[[ DATA PROVIDED open ]]
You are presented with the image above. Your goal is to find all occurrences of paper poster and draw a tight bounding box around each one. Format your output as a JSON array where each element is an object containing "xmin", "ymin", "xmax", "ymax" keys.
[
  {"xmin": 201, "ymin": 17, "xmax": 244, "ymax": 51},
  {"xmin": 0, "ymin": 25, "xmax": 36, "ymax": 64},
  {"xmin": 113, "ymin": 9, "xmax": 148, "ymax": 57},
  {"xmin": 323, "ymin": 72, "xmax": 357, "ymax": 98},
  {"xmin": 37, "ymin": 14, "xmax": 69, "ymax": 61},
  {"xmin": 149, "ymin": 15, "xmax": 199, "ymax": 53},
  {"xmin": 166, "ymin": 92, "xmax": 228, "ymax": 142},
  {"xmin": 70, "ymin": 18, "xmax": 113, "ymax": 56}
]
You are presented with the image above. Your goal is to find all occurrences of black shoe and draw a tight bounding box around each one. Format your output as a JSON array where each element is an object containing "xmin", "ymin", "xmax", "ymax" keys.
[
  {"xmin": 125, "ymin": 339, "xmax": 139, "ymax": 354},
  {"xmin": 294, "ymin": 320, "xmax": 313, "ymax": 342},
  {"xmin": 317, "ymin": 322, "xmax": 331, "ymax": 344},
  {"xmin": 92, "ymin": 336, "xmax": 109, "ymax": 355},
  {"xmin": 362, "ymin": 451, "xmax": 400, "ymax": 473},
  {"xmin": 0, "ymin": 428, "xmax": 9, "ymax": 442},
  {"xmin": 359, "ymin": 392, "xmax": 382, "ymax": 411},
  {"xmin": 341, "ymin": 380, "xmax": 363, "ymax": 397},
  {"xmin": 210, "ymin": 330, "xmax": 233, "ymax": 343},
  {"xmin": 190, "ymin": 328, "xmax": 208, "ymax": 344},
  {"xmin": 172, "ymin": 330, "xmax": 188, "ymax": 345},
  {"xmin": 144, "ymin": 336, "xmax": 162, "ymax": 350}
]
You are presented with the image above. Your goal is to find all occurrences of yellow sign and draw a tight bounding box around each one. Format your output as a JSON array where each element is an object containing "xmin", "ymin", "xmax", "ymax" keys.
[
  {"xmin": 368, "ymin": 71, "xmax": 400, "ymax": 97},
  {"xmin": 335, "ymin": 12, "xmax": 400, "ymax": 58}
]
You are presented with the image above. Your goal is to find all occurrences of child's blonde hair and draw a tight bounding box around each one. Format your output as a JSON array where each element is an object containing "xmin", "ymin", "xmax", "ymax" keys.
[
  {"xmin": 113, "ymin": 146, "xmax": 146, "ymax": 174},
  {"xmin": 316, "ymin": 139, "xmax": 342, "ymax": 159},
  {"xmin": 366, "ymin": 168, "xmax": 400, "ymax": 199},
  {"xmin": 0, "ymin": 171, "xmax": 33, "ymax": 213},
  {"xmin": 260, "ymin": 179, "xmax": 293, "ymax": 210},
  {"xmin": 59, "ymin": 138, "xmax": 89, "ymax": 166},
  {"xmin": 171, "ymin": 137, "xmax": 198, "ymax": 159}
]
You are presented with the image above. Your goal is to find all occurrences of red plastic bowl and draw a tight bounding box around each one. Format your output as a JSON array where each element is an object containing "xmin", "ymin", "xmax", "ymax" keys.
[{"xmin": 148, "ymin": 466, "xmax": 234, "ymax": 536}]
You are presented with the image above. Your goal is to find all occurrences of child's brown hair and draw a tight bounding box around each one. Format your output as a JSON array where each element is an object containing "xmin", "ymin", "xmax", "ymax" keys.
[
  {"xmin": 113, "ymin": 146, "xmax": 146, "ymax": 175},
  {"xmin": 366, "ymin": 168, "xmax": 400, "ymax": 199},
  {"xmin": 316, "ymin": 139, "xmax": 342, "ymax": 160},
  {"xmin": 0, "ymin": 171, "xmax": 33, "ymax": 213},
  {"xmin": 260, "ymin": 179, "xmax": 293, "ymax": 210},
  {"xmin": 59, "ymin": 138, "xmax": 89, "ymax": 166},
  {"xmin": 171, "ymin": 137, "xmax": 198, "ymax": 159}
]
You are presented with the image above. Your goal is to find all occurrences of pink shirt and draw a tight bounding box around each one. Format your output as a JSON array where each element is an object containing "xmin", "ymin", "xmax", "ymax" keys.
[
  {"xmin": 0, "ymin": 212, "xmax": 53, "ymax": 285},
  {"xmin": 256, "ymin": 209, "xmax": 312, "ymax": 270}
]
[[ DATA PROVIDED closed ]]
* **EXERCISE DIRECTIONS**:
Return, exactly as written, only those lines that run from the one with "occurrences of pink" to the last line of the data, both of those lines included.

* **ANSWER TO THIS TASK**:
You are presented with the image above. Your goal is to find all occurrences of pink shirt and draw a tight bounding box around each one. Format your output as a JSON array where each element is an object containing "xmin", "ymin", "xmax", "ymax" keys.
[
  {"xmin": 0, "ymin": 212, "xmax": 53, "ymax": 285},
  {"xmin": 256, "ymin": 209, "xmax": 312, "ymax": 270}
]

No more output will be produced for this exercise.